Segment Start: Input records
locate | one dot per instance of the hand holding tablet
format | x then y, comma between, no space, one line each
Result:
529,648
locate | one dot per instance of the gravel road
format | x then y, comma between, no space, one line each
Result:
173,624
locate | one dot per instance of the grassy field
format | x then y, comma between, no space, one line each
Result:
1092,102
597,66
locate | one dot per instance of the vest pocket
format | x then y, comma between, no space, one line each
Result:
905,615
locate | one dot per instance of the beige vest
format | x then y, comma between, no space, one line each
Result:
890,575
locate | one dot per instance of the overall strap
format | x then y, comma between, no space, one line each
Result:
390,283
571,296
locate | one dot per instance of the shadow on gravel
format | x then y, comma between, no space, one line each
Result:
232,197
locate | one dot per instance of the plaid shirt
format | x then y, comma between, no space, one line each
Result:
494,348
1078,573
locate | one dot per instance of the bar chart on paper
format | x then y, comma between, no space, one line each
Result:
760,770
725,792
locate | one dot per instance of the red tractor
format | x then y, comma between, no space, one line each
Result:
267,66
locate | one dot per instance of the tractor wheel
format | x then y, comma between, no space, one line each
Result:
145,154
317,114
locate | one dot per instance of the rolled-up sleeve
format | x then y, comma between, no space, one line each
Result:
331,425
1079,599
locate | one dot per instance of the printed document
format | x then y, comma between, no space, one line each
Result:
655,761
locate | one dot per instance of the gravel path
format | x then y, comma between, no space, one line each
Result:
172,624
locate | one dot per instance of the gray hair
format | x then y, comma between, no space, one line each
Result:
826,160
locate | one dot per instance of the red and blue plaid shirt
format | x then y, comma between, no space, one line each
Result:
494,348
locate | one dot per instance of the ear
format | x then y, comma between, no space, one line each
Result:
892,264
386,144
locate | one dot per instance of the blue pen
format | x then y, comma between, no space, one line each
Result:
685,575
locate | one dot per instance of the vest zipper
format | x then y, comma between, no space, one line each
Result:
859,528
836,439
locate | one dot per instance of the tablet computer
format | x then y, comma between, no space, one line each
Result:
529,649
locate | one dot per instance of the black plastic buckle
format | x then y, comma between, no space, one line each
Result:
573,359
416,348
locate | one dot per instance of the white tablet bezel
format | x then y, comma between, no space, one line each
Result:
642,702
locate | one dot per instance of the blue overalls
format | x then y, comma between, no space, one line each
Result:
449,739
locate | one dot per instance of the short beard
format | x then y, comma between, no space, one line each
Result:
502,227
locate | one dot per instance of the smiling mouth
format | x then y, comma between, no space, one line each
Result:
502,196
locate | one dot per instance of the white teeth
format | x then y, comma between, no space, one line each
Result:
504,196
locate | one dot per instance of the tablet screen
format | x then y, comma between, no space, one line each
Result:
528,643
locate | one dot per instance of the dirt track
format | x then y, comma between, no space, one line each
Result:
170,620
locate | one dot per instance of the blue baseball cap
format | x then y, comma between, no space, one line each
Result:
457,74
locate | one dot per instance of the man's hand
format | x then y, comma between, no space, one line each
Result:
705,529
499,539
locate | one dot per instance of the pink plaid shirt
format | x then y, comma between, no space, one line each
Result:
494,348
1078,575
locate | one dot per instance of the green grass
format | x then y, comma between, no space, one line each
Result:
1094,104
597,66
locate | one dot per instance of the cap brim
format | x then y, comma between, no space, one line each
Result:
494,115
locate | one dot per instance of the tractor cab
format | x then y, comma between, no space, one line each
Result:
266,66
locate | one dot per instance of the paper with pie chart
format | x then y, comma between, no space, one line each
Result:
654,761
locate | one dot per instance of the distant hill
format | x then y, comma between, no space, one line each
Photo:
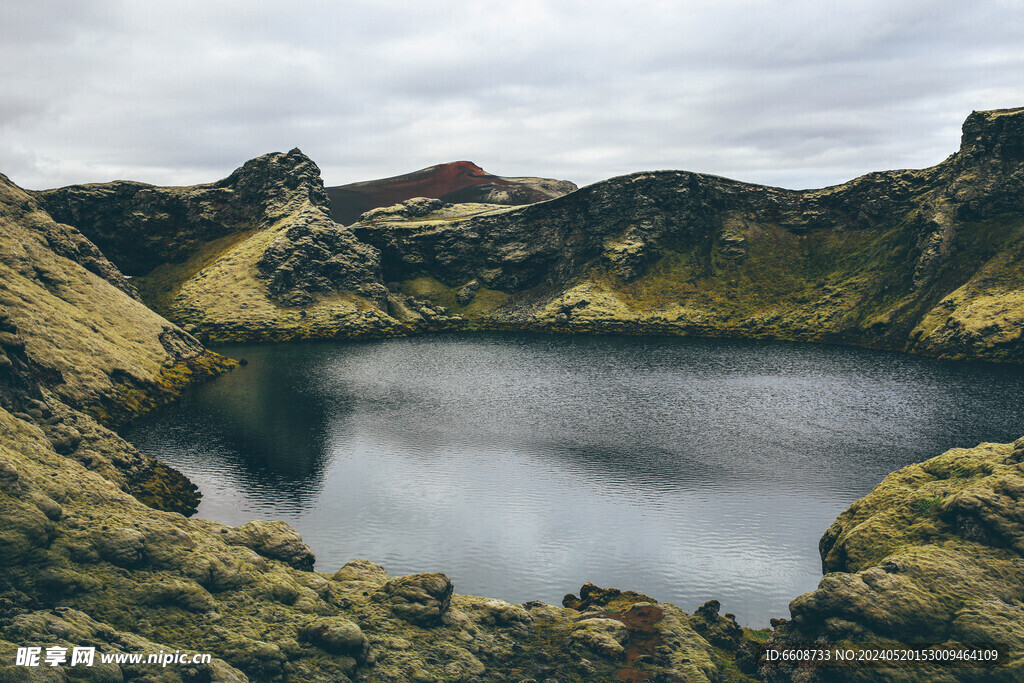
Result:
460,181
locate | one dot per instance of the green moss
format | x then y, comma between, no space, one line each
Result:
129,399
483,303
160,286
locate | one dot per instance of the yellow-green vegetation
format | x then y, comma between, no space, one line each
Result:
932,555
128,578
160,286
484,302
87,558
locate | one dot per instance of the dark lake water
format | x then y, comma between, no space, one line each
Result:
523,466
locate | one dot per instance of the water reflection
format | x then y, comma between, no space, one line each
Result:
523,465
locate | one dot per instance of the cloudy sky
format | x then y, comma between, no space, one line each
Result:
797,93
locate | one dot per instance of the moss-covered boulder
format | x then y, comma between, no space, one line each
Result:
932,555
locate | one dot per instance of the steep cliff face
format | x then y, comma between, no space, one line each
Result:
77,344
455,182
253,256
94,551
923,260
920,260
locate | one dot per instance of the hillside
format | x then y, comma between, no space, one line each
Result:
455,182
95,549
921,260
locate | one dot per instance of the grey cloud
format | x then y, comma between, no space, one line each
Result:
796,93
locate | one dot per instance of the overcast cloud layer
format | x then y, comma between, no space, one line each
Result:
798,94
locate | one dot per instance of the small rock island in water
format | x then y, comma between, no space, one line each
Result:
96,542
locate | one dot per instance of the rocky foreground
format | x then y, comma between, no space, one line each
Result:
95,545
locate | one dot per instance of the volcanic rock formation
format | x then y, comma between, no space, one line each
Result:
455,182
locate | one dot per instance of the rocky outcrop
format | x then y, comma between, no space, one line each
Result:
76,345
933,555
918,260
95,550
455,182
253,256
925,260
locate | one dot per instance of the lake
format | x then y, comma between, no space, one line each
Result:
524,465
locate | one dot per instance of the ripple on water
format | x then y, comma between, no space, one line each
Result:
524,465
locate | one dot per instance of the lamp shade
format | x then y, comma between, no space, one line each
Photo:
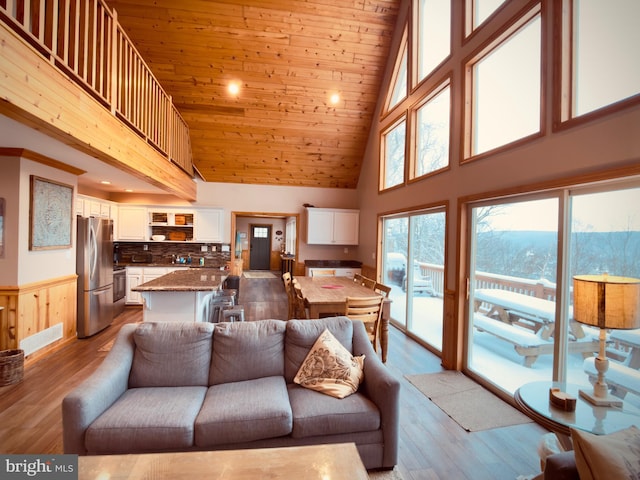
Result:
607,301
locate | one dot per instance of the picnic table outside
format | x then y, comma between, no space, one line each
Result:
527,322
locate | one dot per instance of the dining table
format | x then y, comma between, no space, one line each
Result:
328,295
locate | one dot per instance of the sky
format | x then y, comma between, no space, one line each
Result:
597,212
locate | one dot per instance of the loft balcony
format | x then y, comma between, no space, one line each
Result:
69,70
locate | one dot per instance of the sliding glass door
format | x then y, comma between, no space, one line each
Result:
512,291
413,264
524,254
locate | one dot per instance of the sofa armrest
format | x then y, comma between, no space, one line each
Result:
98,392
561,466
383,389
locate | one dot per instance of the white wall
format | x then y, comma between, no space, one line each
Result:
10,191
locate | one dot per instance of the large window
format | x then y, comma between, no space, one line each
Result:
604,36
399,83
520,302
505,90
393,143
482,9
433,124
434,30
Segment End: Input records
What is required = Going through the listing above, count the lines in which the word "green" appears, and give only the number.

Problem solution = 3